- _Actions to take_:
a - Duplicate the passage from the text on supplements and nutrient deficiencies below, starting at "This whole situation" and ending at "situation and condition.".
b - Shorten the paragraph that opens with "Out of a sense of duty" in the supplements text below, keeping its main facts.
c - Take the text on supplements and nutrient deficiencies below further, picking up after its last sentence.

- _Provided text_:
----------

In adults who do take supplements, these deficiencies drop to 25% for vitamin D, 5% for vitamin E, 3% for C, and 2% for A.

You can draw a few things from these results: first, most Americans' diets have a massive gap in essential nutrients. Second, despite consciously taking supplements, a large portion of the population still has deficiencies. And third, there's a clear connection between taking supplements and a reduction in those deficiencies.

Out of a sense of duty I should mention, this doesn't mean you should start swallowing multiples of all kinds of supplements and vitamins. Definitely not. Note also that most substances have maximum amounts (upper limit values) that are worth paying attention to. The magic of any substance is in the dosing, and too much of a good thing can be dangerous or even fatal.

This whole situation also demonstrates the disconnect between regulatory and scientific institutions. Because of this, I unfortunately can't share specific guidelines on how much of anything you should actually be taking. It's all individual and depends on your situation and condition.

The smartest move is to work with a high-level functional medicine doctor (very hard to find in Estonia), or do very thorough research yourself. Whatever you decide, be careful and use common sense. Also remember that the better you understand what you're doing, the better results you'll get doing it. And that doesn't just apply to supplements.

----------

- _Information given_:
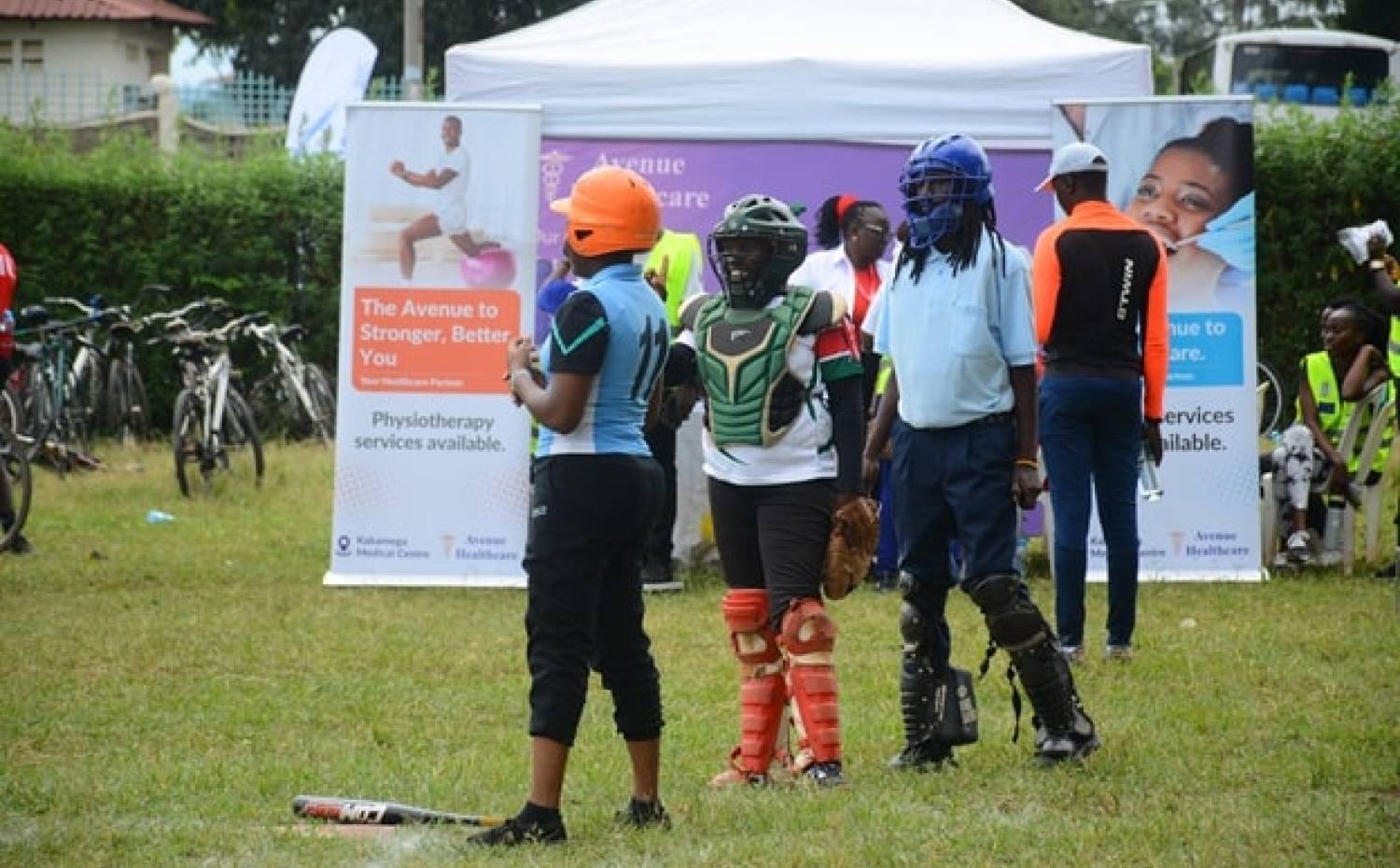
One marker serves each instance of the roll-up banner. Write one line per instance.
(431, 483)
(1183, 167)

----------

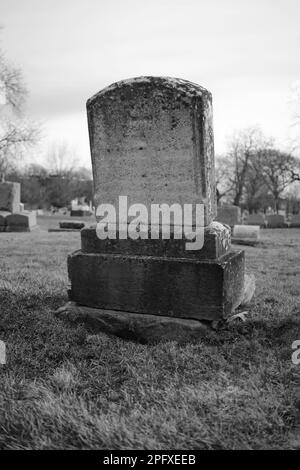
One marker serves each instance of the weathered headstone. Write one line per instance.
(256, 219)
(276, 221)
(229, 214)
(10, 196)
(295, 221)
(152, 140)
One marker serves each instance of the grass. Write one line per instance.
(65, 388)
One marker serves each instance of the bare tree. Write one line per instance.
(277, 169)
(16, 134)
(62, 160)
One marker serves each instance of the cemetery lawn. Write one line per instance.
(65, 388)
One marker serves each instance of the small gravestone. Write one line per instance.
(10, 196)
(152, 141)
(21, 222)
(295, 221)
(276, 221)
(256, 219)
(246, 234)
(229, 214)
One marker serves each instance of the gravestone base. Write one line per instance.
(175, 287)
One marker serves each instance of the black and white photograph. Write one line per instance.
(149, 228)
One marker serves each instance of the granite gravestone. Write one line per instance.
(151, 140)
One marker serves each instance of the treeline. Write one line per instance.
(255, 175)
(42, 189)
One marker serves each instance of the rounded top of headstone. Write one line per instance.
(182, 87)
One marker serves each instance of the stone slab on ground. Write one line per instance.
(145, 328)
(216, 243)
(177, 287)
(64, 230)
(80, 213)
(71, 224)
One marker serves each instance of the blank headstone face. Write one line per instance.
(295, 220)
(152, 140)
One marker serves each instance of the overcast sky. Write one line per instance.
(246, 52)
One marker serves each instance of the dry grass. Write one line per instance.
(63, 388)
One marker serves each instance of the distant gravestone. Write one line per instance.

----------

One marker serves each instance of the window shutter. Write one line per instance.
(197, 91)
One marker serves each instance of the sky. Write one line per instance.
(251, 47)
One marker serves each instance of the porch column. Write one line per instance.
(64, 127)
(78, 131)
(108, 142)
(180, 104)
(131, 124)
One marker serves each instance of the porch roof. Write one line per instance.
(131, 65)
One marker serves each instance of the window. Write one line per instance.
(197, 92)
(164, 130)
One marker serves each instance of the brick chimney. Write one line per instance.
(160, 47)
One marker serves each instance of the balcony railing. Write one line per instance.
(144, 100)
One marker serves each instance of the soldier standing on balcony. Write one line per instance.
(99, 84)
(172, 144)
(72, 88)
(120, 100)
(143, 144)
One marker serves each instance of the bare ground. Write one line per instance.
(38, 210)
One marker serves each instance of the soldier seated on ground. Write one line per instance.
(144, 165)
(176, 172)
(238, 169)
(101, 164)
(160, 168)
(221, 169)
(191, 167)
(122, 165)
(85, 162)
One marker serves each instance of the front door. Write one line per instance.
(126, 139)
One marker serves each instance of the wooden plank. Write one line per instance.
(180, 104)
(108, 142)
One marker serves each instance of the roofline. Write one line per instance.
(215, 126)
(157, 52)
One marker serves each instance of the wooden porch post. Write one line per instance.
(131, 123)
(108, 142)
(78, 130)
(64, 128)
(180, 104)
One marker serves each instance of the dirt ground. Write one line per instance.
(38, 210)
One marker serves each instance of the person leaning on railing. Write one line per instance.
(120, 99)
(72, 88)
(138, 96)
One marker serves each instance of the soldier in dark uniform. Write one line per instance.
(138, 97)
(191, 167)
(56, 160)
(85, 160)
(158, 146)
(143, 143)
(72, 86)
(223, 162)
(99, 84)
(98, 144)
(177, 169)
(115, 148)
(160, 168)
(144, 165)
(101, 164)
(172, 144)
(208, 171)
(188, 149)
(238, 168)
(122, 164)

----------

- _Written answers_:
a -
This whole situation also demonstrates the disconnect between regulatory and scientific institutions. Because of this, I unfortunately can't share specific guidelines on how much of anything you should actually be taking. It's all individual and depends on your situation and condition.

b - These results don't mean you should take large amounts of many supplements. Most substances have upper limit values worth heeding. The effect depends on the dose, and too much of a good thing can be dangerous or even fatal.

c -
Although I mentioned in my first article that the benefits of caloric restriction are strongly established scientifically, don't forget that the best source of all nutrients is always real (and homemade) food. [2026 update: Caloric restriction remains well-supported for lifespan extension. Other interventions being investigated include time-restricted eating, optimizing mitochondrial function through lifestyle factors (exercise, cold exposure, sauna), and pharmaceutical approaches like rapamycin and GLP-1 receptor agonists. The functional medicine view generally favors lifestyle-based longevity interventions over pharmaceutical ones.]

Also, the attentive reader may have noticed that above I referred exclusively to men in a few places. The problem is that women's recommended amounts are often adjusted based on values set for men, because women are exactly like men, just smaller and without a penis (that was sarcasm).

Often, practicing doctors aren't even aware of such biological differences, which is why female patients frequently don't experience the same success following a doctor's treatment plan as men do.

When it comes to nutrient consumption, reality may be quite different. Men are generally, so to speak, nutrient wasters. Women, on the other hand, are more efficient at using most nutrients than men. But since their biological purpose is to 3D print new smaller humans, they have greater needs for certain other nutrients.

But to wrap up on a slightly brighter note. Medicine is becoming increasingly personalized, and the future vision is that nutrient requirements will be determined individually. Imagine, for example, that at your local pharmacy they just take a pinprick of blood and based on the results recommend possible improvements to your diet or offer personalized supplements. That would be true preventive medicine.

But until that bright future arrives, prevention is every citizen's own responsibility. It's irresponsible to rely on patching symptoms with pills prescribed by your family doctor. And at the end of the day, when it comes to aging well, the main thing is to damage your entire biological system as little as possible throughout your life.